━━━ PROVIDED ENTRIES

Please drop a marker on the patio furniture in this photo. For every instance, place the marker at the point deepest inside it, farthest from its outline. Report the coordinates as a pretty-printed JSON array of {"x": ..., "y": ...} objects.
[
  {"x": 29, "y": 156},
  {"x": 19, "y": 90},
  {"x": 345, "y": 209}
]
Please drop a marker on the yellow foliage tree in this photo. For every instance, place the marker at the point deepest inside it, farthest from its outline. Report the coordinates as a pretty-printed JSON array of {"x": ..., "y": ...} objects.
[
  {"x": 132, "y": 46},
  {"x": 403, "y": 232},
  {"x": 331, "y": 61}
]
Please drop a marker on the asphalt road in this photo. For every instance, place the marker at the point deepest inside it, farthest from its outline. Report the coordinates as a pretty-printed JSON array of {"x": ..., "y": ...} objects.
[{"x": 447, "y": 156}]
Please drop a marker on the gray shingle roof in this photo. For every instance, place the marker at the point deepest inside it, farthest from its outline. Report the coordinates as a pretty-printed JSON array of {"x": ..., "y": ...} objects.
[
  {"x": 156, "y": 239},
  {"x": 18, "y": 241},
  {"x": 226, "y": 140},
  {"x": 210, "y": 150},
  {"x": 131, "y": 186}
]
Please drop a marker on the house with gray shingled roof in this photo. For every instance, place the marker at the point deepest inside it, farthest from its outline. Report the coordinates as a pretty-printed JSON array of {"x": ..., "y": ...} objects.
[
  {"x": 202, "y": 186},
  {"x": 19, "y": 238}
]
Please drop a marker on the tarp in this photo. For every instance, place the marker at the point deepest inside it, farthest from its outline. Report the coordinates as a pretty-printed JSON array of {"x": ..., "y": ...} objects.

━━━━━━

# [TASK REQUIREMENTS]
Restate the listing above word for word.

# [TASK RESULT]
Please drop a marker on the patio furniture in this photo. For every instance, place the marker at the point deepest inside it, farthest from its outline. Report the coordinates as a pretty-printed JSON array of {"x": ..., "y": ...} objects.
[
  {"x": 29, "y": 156},
  {"x": 19, "y": 90},
  {"x": 345, "y": 209}
]
Please drop a marker on the yellow foliage tree in this photo. For every instance, place the marker at the point deepest inside it, farthest from its outline. Report the coordinates as a pretty-printed JSON array of {"x": ..., "y": ...} objects.
[
  {"x": 132, "y": 46},
  {"x": 403, "y": 232},
  {"x": 331, "y": 61}
]
Please drop a marker on the asphalt road in this photo. For every instance, place the marker at the point deepest inside it, farthest from its outline. Report the coordinates as a pretty-printed JSON array of {"x": ..., "y": ...} objects.
[{"x": 447, "y": 156}]
Please drop a marker on the gray shingle roof in this photo. For every instance, place the marker at the point deepest inside it, farthest from its outline. Report the coordinates as a pretty-printed JSON array of {"x": ..., "y": ...} objects.
[
  {"x": 156, "y": 239},
  {"x": 18, "y": 241},
  {"x": 226, "y": 140},
  {"x": 210, "y": 150},
  {"x": 131, "y": 186}
]
Please drop a marker on the house with gray shingled roof in this photo. For every instance, place the marker at the point deepest inside it, farthest from its outline. Report the coordinates as a pretty-printed JSON array of {"x": ..., "y": ...} objects.
[
  {"x": 202, "y": 186},
  {"x": 19, "y": 238}
]
Please drop a marker on the tarp in this photo. For every instance, place the marker at the point deepest inside it, farthest from its outline. Report the coordinates as a pretty-printed JSON array of {"x": ..., "y": ...} objects.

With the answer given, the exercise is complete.